━━ Input material ━━
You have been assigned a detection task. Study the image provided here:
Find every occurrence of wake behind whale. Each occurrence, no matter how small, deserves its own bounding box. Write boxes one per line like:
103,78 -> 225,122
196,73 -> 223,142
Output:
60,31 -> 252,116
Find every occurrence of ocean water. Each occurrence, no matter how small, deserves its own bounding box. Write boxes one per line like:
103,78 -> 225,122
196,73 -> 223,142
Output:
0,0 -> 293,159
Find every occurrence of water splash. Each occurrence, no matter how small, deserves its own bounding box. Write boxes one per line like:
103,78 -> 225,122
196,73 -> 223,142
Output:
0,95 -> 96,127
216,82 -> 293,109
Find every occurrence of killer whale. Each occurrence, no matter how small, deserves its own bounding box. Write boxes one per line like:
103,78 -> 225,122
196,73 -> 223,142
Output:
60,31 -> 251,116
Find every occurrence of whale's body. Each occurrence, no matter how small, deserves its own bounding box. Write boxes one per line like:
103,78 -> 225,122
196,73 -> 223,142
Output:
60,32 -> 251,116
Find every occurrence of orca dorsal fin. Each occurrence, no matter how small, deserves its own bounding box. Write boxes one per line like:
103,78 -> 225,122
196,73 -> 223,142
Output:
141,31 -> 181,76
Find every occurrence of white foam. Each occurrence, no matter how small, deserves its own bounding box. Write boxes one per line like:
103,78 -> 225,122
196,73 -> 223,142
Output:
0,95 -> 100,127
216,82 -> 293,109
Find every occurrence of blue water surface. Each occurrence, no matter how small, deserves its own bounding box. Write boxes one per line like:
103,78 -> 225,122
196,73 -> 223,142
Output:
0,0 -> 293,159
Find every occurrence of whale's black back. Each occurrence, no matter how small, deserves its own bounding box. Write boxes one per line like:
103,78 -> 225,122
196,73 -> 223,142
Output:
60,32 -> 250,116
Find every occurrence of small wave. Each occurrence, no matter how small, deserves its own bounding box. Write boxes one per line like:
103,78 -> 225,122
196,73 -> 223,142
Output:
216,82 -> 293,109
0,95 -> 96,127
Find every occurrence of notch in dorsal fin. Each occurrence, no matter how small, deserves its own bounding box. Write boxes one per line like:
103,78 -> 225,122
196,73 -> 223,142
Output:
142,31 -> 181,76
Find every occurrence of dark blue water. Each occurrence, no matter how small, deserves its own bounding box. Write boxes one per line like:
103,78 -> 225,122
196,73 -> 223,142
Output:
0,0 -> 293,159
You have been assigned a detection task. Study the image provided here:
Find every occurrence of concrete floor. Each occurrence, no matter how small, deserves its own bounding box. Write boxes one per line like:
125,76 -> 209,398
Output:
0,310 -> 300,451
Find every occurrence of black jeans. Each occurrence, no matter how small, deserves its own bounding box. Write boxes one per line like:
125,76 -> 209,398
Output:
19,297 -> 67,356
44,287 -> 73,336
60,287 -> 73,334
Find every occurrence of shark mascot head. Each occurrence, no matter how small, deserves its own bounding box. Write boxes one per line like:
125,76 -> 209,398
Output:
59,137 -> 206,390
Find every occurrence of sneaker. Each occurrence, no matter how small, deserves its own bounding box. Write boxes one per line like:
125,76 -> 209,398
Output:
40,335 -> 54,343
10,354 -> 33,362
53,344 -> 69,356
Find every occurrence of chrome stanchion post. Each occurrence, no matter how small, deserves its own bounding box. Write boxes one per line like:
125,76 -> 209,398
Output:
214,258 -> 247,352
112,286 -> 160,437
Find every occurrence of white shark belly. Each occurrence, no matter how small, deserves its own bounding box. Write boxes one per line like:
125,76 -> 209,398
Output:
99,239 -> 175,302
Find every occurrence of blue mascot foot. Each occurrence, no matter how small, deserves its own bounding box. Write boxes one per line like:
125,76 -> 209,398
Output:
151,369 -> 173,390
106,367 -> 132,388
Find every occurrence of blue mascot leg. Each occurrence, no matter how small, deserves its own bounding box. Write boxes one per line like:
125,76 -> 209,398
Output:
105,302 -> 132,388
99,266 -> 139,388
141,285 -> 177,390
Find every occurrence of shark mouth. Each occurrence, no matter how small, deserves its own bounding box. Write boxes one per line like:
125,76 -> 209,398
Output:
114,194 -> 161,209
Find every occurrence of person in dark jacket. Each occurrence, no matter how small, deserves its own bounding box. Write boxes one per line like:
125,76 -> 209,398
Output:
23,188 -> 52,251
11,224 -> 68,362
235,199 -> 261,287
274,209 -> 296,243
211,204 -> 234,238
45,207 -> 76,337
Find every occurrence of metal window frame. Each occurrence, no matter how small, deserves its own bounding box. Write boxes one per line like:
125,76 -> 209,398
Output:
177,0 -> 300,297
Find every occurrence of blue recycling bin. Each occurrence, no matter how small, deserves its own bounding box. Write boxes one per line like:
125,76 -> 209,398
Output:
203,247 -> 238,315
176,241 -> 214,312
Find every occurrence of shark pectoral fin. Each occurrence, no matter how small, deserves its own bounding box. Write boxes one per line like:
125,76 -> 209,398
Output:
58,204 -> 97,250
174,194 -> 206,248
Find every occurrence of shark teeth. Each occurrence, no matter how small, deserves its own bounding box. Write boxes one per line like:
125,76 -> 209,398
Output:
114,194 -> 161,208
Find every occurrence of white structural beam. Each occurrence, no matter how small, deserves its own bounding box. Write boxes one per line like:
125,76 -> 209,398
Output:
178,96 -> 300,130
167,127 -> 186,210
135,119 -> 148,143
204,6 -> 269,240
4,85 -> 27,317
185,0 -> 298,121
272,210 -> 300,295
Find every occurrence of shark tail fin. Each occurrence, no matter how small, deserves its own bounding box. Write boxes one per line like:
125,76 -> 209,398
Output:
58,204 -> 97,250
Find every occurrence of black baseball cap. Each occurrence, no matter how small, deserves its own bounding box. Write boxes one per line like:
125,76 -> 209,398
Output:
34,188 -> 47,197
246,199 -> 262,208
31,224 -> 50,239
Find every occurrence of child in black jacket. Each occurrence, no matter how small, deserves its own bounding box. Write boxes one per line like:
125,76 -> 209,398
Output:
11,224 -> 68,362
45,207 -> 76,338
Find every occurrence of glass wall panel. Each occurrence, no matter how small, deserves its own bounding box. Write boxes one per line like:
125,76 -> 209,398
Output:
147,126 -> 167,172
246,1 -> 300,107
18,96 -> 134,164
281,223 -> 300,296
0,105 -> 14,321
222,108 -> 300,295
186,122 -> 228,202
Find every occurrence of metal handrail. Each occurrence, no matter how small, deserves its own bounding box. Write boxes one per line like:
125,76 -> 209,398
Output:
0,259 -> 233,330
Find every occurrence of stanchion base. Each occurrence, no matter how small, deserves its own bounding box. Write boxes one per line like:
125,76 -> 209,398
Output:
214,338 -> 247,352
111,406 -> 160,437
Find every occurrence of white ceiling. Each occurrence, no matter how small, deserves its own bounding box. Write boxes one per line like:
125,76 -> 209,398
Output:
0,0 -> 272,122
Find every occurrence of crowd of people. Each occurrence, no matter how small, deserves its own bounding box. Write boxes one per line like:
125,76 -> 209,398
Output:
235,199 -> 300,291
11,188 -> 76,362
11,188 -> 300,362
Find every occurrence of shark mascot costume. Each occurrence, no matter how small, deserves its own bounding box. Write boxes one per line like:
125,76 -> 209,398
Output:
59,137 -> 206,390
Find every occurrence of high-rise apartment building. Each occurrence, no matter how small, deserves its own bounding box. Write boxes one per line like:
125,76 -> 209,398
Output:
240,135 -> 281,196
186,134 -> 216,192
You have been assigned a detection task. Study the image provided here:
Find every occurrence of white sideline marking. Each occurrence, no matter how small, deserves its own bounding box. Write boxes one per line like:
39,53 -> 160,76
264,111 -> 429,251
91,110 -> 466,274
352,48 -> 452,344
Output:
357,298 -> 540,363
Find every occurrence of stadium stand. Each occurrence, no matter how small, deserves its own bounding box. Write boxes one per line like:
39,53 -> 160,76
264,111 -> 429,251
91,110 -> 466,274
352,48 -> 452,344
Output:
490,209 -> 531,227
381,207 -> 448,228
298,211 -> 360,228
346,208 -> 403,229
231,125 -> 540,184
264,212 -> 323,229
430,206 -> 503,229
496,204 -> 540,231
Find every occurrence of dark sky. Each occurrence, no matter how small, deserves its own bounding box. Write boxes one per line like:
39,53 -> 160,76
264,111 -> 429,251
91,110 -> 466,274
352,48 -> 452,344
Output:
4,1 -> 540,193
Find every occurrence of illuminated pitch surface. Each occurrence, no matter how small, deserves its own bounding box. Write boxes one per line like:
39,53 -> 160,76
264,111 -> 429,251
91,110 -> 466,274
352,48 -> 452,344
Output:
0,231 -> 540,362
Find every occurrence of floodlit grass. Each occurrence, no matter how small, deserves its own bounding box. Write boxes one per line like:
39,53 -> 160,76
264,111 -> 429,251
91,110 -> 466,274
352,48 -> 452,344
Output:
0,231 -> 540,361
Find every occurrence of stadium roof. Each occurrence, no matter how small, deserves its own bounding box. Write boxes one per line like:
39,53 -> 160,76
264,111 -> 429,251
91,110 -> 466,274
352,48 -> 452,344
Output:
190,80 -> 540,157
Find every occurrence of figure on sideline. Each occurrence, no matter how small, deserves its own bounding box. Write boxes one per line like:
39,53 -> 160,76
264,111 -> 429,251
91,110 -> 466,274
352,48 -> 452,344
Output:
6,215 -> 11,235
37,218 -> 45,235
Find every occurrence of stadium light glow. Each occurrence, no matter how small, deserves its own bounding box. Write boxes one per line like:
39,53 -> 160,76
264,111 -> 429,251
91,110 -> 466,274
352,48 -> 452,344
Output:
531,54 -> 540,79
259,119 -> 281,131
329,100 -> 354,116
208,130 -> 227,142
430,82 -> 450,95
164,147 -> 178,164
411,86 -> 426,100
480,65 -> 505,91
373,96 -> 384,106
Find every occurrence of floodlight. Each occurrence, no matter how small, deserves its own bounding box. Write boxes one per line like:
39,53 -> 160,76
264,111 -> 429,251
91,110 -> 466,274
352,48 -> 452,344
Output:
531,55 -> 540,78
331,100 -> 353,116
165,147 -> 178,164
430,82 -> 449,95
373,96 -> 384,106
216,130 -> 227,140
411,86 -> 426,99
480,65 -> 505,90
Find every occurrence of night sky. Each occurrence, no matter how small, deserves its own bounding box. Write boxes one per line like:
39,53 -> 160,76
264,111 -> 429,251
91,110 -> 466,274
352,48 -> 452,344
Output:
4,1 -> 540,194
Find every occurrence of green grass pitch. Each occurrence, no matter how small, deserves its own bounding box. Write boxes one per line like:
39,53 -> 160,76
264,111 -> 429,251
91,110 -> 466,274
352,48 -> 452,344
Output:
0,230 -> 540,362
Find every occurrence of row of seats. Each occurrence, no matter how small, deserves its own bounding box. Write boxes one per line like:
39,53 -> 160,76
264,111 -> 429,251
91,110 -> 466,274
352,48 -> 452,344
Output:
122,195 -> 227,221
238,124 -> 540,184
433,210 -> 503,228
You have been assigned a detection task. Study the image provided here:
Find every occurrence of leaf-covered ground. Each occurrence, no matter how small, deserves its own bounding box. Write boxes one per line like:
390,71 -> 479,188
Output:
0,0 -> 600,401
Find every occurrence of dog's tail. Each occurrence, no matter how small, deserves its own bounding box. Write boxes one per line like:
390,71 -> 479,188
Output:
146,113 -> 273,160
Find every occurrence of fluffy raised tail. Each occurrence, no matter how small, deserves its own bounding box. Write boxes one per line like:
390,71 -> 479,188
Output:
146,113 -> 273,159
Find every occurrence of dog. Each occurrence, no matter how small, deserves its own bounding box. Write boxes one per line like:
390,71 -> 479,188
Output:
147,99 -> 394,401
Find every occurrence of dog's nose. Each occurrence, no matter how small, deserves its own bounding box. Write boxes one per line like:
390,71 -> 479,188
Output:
━━━
** What is asked **
Lay out the lines of the entries above as a JSON list of strings, one string per line with blank lines left out, starting at the line that contains "Find every occurrence of illuminated" and ending at the line that contains "37,218 -> 45,235", both included.

** Solved problem **
[
  "Find every occurrence of illuminated pitch surface. Each occurrence, no matter how small, deserves its own bounding box. Write boxes one per line like:",
  "39,53 -> 160,76",
  "264,111 -> 429,251",
  "91,110 -> 466,274",
  "352,48 -> 452,344",
  "Output:",
  "0,231 -> 540,362",
  "Find every occurrence of floodlit grass. Each occurrence, no matter how small, deserves its own bounding box. Write boxes one per line like:",
  "39,53 -> 160,76",
  "264,111 -> 429,251",
  "91,110 -> 466,274",
  "352,48 -> 452,344",
  "Output:",
  "0,231 -> 540,361",
  "Find every occurrence of stadium roof. Each occurrence, no matter how small, deserves its own bounding box. Write boxes one per line like:",
  "39,53 -> 160,76",
  "264,111 -> 429,251",
  "91,110 -> 466,274",
  "352,48 -> 452,344",
  "Output:",
  "190,80 -> 540,157",
  "Find every occurrence of figure on sideline. Each occurrence, no matter how small, deserves its own bounding box. Write boxes one per line like:",
  "39,53 -> 160,76",
  "264,111 -> 429,251",
  "91,110 -> 466,274",
  "352,48 -> 452,344",
  "Output:",
  "6,215 -> 11,235",
  "37,218 -> 45,235"
]